## Task item
Quote, without any change, the line that contains "Target: pine tree" and all lines that follow it to the end of the data below.

*** Block opens ***

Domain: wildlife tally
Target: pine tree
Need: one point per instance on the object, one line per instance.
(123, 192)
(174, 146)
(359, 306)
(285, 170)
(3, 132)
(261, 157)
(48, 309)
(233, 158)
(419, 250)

*** Block closes ***

## Output below
Target: pine tree
Need: one point per instance on the object, one line per instance.
(123, 192)
(174, 146)
(359, 306)
(285, 170)
(3, 132)
(261, 157)
(48, 309)
(233, 158)
(419, 250)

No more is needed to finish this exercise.